**TASK DIRECTIONS:**
Exactly the lines from the one containing "Specification: The model inspects the leftmost" to the final line below should be output, and no others.

**INPUT:**
■ ■ ■

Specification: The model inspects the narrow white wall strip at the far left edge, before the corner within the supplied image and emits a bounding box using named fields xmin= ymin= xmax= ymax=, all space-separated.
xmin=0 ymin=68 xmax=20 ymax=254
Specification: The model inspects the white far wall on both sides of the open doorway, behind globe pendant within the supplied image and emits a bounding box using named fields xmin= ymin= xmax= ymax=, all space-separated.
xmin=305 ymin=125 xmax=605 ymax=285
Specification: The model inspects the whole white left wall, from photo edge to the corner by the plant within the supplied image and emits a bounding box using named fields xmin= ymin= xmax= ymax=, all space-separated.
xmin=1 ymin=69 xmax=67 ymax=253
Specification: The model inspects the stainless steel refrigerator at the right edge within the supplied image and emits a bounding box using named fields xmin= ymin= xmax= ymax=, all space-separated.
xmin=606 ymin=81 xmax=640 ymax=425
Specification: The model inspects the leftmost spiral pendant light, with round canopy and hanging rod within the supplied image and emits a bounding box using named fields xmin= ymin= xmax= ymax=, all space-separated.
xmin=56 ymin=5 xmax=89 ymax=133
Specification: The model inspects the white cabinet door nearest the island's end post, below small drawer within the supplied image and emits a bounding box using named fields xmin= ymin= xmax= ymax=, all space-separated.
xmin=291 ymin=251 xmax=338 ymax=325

■ ■ ■

**EXPECTED OUTPUT:**
Specification: The model inspects the leftmost spiral pendant light, with round canopy and hanging rod within the supplied image and emits a bounding box using named fields xmin= ymin= xmax= ymax=, all space-separated.
xmin=56 ymin=5 xmax=89 ymax=133
Specification: The model inspects the white cabinet door nearest the island's end post, below small drawer within the supplied image and emits a bounding box using named fields xmin= ymin= xmax= ymax=, all space-separated.
xmin=291 ymin=251 xmax=338 ymax=325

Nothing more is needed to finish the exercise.